Data items:
--- START ---

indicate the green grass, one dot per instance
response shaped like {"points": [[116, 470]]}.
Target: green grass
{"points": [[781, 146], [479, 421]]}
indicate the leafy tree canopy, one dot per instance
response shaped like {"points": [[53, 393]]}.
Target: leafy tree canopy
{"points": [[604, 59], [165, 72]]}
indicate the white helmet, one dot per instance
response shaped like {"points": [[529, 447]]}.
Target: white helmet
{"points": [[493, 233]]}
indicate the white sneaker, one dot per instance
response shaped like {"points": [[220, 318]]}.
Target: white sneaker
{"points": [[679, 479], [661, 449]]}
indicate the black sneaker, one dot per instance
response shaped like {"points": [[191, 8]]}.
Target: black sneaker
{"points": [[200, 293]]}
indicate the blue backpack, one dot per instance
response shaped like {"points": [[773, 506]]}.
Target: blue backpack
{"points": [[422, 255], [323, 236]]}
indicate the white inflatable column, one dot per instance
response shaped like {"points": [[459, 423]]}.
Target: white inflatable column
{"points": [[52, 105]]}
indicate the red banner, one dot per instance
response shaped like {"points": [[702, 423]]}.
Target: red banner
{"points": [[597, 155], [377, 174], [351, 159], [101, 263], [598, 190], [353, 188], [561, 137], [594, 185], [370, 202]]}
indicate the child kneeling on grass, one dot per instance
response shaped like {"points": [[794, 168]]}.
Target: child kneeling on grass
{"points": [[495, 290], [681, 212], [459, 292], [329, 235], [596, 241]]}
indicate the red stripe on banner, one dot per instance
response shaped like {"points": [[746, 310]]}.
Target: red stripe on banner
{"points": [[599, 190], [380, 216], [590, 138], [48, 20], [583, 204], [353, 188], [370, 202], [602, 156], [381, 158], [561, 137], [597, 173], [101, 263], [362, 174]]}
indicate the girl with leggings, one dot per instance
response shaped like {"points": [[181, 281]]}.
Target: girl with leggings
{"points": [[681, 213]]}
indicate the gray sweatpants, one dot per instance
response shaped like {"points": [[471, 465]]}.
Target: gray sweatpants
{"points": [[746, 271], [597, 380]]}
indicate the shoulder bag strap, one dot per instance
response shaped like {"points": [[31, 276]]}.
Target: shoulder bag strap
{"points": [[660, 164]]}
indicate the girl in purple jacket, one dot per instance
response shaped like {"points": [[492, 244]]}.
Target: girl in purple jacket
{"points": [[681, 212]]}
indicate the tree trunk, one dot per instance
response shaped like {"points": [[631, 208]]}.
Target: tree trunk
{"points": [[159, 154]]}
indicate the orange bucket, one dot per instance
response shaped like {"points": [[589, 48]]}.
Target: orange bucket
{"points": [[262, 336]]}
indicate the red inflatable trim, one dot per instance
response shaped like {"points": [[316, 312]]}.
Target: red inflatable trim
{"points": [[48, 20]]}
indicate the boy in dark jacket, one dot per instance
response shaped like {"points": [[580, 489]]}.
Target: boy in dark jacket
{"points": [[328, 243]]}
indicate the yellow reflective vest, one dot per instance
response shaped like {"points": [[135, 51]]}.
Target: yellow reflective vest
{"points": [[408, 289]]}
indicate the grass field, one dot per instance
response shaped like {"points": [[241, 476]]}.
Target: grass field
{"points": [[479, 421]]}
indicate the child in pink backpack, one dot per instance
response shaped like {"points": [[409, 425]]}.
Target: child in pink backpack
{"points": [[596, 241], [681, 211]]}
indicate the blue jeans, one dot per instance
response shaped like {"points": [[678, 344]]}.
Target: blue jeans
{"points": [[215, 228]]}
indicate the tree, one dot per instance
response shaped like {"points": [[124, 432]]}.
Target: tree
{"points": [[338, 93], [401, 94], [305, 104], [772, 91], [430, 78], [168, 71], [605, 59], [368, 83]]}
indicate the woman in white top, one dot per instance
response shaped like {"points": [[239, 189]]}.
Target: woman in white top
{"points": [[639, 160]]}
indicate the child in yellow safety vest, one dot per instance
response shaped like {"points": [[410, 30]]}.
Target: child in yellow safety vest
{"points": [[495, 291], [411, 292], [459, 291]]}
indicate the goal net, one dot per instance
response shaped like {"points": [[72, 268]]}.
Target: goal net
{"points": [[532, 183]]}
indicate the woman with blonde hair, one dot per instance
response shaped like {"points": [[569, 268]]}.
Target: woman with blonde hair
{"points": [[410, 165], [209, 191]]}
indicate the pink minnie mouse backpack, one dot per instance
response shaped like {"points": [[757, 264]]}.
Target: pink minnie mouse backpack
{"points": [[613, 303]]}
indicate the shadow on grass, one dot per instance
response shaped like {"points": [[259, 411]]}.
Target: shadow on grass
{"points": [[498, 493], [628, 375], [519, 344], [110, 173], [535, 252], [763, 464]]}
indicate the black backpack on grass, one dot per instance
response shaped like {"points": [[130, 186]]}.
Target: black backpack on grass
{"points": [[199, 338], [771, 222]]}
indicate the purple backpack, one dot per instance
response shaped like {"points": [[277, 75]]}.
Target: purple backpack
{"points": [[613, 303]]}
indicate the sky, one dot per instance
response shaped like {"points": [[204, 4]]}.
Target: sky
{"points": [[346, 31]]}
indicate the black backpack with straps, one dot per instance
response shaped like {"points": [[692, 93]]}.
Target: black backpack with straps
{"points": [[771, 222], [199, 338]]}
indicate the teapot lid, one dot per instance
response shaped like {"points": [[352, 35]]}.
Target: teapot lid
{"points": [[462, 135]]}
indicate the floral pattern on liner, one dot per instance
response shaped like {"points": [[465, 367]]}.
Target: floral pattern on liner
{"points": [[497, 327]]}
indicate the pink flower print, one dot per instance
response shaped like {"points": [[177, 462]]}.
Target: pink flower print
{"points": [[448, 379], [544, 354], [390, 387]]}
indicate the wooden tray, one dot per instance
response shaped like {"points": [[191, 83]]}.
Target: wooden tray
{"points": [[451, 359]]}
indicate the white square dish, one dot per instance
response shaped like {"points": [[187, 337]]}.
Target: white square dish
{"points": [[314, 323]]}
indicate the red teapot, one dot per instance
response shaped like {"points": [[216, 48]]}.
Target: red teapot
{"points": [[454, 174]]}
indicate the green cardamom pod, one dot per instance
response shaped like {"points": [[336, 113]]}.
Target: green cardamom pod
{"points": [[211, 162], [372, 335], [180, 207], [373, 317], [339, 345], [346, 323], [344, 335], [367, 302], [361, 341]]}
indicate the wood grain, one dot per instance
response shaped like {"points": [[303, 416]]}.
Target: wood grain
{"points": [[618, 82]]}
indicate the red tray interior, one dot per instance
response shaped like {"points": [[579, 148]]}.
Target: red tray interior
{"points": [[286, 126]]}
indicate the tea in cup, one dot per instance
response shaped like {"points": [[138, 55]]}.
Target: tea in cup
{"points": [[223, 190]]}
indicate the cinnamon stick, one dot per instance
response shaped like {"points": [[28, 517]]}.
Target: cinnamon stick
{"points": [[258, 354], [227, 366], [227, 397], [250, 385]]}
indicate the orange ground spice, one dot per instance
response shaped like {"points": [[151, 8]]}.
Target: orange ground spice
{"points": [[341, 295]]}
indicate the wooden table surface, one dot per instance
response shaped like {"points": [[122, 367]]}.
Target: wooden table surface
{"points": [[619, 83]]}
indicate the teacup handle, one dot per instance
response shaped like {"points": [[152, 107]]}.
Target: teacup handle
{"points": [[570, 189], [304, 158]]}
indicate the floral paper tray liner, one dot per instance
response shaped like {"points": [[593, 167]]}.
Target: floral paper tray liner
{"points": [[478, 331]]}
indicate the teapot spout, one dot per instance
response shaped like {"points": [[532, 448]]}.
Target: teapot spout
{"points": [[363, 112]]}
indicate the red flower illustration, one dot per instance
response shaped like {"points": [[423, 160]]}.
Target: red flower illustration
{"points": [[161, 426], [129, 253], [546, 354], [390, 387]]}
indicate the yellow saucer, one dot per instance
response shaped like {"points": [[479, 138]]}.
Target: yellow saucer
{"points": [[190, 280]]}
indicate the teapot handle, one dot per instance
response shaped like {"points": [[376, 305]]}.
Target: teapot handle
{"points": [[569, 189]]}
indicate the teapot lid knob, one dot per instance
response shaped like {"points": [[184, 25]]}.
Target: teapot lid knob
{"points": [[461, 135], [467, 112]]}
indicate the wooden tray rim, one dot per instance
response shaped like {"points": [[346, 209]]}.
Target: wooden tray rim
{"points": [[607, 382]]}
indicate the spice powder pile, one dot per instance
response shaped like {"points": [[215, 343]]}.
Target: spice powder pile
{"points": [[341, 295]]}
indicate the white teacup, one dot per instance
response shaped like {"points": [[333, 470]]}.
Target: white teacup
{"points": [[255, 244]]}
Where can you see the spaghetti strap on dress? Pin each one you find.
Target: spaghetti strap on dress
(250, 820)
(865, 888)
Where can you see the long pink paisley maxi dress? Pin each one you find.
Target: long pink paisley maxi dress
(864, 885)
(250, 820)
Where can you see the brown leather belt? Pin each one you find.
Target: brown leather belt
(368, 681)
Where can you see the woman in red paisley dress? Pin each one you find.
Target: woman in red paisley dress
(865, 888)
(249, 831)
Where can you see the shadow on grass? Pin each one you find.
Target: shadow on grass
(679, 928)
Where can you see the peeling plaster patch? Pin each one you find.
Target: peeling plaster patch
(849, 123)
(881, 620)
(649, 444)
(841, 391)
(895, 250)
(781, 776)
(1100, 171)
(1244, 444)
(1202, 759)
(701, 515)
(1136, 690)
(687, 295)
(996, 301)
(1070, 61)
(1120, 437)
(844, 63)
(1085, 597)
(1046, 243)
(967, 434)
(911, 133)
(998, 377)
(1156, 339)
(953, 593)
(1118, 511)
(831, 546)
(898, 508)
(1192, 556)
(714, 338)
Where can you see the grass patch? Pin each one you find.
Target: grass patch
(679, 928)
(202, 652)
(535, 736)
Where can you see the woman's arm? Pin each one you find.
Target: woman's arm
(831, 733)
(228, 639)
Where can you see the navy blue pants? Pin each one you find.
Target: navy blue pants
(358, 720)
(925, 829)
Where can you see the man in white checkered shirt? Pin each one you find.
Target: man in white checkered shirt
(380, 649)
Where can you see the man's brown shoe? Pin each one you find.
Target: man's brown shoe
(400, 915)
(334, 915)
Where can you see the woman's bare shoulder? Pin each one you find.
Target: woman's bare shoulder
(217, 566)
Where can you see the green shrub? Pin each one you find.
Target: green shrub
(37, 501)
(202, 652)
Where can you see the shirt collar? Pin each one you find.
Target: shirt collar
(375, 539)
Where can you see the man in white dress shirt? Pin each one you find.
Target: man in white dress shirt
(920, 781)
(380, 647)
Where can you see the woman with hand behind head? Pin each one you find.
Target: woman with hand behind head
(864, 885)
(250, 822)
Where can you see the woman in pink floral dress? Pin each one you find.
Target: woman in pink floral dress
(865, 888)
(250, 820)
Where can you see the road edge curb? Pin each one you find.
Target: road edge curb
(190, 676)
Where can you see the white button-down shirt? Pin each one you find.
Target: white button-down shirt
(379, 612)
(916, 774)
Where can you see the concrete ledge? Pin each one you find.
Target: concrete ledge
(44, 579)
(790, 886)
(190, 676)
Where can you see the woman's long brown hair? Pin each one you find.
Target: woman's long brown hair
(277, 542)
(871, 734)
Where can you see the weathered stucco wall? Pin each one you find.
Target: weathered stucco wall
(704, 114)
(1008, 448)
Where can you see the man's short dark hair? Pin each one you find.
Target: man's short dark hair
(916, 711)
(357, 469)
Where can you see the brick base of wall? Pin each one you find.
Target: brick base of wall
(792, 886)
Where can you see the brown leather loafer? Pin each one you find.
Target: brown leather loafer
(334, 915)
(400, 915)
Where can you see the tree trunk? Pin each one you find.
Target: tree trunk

--- END ---

▶ **What you will do**: Repeat the line that contains "Target: brown leather loafer", then every line after it until the records end, with nothing added.

▶ **Reply to the task**:
Target: brown leather loafer
(334, 915)
(400, 915)
Where can you see the tree trunk? Pin each one you find.
Target: tree trunk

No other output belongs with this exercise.